Your goal:
In the records that follow, show each line where the word "this" is present.

******

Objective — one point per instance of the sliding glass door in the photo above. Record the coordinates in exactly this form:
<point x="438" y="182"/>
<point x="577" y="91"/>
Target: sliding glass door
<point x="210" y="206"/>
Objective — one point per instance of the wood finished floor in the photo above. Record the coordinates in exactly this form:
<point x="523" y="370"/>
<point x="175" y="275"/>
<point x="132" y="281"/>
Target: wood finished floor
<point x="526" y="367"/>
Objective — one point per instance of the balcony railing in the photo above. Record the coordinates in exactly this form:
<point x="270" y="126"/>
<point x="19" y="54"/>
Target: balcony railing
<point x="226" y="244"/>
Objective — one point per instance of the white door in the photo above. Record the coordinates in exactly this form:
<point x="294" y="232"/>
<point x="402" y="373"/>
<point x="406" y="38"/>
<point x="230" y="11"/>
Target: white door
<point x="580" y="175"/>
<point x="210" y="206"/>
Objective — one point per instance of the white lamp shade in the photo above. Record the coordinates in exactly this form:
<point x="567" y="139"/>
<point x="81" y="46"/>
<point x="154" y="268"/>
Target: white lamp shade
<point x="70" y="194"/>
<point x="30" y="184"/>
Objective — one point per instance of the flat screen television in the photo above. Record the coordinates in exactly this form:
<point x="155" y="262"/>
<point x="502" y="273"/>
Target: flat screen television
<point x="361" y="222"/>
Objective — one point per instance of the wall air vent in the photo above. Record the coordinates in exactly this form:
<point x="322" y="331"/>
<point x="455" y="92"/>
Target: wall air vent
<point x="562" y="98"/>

******

Exercise result:
Objective — one point per instance of the sliding glass door in the photo above. Record the coordinates in exactly this form:
Objective — one point per instance of the wood finished floor in the photo above. Record the coordinates in exactly this form:
Objective — one point per instance of the balcony railing in the photo above. Record the coordinates in exactly this form:
Objective — one point per instance of the white door in the photo above. Record the coordinates in exactly this form:
Objective — one point per instance of the white lamp shade in the photo above. Record the coordinates in exactly this form:
Objective — one point per instance of the flat screen television in the photo above. Record the coordinates in exactly this form:
Objective — one point per instance of the wall air vent in the photo above. Record the coordinates in exactly this form:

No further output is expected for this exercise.